The Lord’s Prayer
I usually rush into prayer, driven by all I need, and I miss the worshipful focus that Jesus teaches us to begin with in His famous Lord’s Prayer. I want to worship, but I feel so needy. It’s a lofty goal to hallow God’s name when what I really need is daily bread. It sounds too distant to ask for His kingdom when immediate relationships need healing. His will is a foreign path in a world that tempts to define my course.
But if we allow God’s name to inform us about bread, His kingdom to teach us about forgiveness, and His will to guide us into deliverance, we can unite our divided desires and come to God in worshipful neediness.
“Our Father, what kind of love is this to be called Your children!?
You’re a Father who doesn’t play favorites with Your family,
yet You lavish me with individual attention as if I’m an only child.
I am here on earth, but You hold me in your gaze from heaven.
May Your Name be seen as holy when I live in unusual obedience,
because I believe You for my urgent needs like daily bread.

_Required work:_
A – In the reflection on the Lord's Prayer, what does the writer say is missed by rushing into prayer?
B – Write the next lines of the prayer in the reflection on the Lord's Prayer, picking up after its final line.

_Information shown:_
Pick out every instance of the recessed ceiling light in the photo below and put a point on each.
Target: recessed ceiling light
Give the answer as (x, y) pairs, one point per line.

_Responses to the exercise:_
A – The worshipful focus that Jesus teaches us to begin with in the Lord's Prayer.

B –
May all who watch my reactions to life’s lows and to your provision in them,
wonder at the Name I carry.
May Your kingdom come, first ruling in my heart
to reveal who I am: Your debtor turned daughter.
May I draw from the treasury of Your forgiveness of me
to spend it on behalf of any sin against me.
May Your will be done, here in my life on this broken earth
where temptation is rampant and evil rules the night.
Deliver me to overcome like Your Son from heaven,
because I belong to You, and it all belongs to You.
Amen.”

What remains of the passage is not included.